Copy all lines in the material holding the string "lawn".

◆ ◆ ◆ ◆ ◆ ◆ ◆

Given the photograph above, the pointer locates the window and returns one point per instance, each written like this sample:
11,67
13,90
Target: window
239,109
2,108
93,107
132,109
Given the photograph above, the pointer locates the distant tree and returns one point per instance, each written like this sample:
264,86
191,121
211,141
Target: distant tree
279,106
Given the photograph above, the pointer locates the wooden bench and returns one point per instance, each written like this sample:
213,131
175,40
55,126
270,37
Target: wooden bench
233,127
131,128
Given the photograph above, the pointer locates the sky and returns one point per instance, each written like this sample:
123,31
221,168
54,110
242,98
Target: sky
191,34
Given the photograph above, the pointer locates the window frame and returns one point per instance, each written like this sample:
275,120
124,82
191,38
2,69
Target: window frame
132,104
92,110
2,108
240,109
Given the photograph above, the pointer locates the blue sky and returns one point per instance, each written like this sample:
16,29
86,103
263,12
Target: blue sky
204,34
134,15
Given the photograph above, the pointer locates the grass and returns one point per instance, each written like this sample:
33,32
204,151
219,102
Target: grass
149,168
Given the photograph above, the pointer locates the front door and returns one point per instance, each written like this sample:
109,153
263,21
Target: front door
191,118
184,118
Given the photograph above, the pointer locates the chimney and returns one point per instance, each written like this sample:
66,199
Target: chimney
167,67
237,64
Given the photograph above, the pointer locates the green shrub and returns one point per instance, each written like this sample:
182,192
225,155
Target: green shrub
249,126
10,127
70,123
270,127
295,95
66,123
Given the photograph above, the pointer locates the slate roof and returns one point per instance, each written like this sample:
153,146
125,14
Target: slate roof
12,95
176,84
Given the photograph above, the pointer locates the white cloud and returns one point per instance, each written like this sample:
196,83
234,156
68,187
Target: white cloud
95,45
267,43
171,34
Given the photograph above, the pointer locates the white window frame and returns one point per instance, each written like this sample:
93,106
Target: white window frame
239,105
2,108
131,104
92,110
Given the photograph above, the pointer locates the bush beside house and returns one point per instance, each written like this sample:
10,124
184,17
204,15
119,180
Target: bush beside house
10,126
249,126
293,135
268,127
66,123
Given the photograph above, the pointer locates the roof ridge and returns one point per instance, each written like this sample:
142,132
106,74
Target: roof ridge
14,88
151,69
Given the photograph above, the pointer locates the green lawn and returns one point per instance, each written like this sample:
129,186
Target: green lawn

◆ ◆ ◆ ◆ ◆ ◆ ◆

#### Answer for the task
Given the photograph above, the pointer locates the green lawn and returns one point per instance, each written like this sample:
Target: green lawn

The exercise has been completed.